Sam pamiętam jak dałem kiedyś ileś tam złotych (sporo) człowiekowi z porażeniem mózgowym na wózk, który sprzedawał swoje obrazki. Dałem i nie zabrałem obrazka. Ten człowiek dogonił mnie i wyjaśnił, że nie chce darowizny. Uraziłem jego godność.
pozdr. |
Rex_XIII 2007-01-29 17:17:17 | | | Godność człowieka niestety zmniejsza się wraz ze zmianą sytuacji w której sie znajduje. Czasem jest tak, że głód staje się silniejszy niż poniżenie, jednak to wraca i nabiera innego wymiaru po czasie niestety. |
_M 2007-01-29 17:18:38 | | | Dundee, domyśliłem się, że to dla mnie, dzięki ;D hehe
1. zgadzam się, ale tak jak pisałem, dla mnie wartość takich zdjęć jest mniejsza, bo wymuszona sytuacją społeczną, nie chciałbym zrobić zdjęć na tej zasadzie, wolałbym np. zobaczyć jak żyją także poza swoją pracą, nie chciałbym też żeby np. moje dzieci w ten sposób zarabiały, bo w pewnym sensie to nauka sprzedawania siebie; już nie chcę tutaj demonizować, że od tego krok tylko dzieli do choćby prostytucji
2. Sprzedawanie swoich prac, wytworów, umiejętności a siebie samego, swojej twarzy to troszkę inne rzeczy. Podobnie jak jest różnica w sprzedawaniu swojej twarzy np. na potrzeby reklamy przez znane osobistości a sprzedawanie na ulicy, głodnym etnicznych zdjęć turystom, z powodu biedy.

**Zadania:**
- a) Według wpisu użytkownika Rex_XIII w tekście o godności, wraz z czym zmniejsza się godność człowieka?
- b) Poprowadź dalej tekst o godności od miejsca, w którym się kończy.

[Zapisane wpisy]

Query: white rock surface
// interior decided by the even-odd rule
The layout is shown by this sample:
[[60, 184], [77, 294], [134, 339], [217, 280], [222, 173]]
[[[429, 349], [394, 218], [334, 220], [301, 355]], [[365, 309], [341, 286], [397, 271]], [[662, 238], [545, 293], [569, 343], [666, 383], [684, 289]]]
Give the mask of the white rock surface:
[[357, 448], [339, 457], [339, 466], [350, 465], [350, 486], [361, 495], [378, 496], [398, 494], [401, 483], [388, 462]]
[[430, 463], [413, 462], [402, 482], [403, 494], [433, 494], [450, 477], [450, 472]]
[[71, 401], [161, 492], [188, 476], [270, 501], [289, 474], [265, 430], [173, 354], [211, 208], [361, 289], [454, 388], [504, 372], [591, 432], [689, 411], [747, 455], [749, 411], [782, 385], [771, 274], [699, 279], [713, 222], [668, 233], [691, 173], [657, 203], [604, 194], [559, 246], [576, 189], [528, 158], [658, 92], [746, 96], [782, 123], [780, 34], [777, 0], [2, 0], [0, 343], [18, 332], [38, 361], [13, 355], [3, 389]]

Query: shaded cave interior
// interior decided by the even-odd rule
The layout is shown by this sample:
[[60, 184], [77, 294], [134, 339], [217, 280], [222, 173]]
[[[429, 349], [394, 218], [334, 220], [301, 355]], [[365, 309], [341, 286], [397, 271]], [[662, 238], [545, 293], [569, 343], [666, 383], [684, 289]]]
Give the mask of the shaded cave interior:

**Odpowiedzi do zadań:**
- a) Wraz ze zmianą sytuacji, w której człowiek się znajduje.

- b)
3. Jak mogłeś nie wziąć obrazka? :D |
Rex_XIII 2007-01-29 17:19:06 | | | Dundee:
2: Myślę że taka generalizacja jest fałszem. Nie wszyscy, a na pewno nie Ci, dla których własne prace mają wartość większą niż parę groszy. |
Chet 2007-01-29 17:20:16 | | | mysle ze taka sytuacja to bardziej pomoc niz placenie za zdjecia.
moim zdaniem jest to 100x lepsze niz np. placenie dziewczynom za pozowanie do aktu. |
_M 2007-01-29 17:23:25 | | | Chet,
jasne, można to rozwiązać jednak za innej zasadzie.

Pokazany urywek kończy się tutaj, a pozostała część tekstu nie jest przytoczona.